# WHAT NEEDS TO BE DONE
Count how many lines of the material below contain the string "annotate", with case counting, and reply with only that number.

— START INFORMATION PROVIDED —

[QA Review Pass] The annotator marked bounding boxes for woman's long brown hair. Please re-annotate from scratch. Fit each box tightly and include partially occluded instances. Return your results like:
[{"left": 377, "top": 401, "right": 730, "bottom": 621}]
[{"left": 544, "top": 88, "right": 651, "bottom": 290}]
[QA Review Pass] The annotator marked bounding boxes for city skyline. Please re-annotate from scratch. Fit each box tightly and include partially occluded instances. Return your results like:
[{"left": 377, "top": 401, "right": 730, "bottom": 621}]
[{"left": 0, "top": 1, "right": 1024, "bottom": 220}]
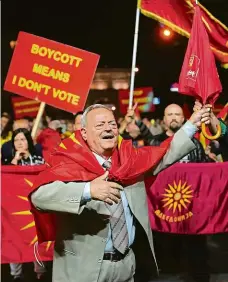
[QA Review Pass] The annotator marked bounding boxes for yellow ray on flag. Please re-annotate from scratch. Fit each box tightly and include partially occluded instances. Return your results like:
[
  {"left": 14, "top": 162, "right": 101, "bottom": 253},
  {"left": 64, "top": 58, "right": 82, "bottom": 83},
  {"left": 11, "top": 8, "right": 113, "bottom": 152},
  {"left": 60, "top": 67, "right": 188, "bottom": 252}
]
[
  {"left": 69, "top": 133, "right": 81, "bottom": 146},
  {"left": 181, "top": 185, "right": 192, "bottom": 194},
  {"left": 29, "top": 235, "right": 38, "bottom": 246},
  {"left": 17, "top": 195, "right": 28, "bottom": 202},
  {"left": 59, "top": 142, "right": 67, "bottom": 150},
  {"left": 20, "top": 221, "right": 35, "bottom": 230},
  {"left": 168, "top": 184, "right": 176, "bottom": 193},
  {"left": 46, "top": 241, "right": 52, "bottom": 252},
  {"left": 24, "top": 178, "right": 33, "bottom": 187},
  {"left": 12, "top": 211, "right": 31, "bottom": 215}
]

— END INFORMATION PROVIDED —

# SOLVED EXERCISE
3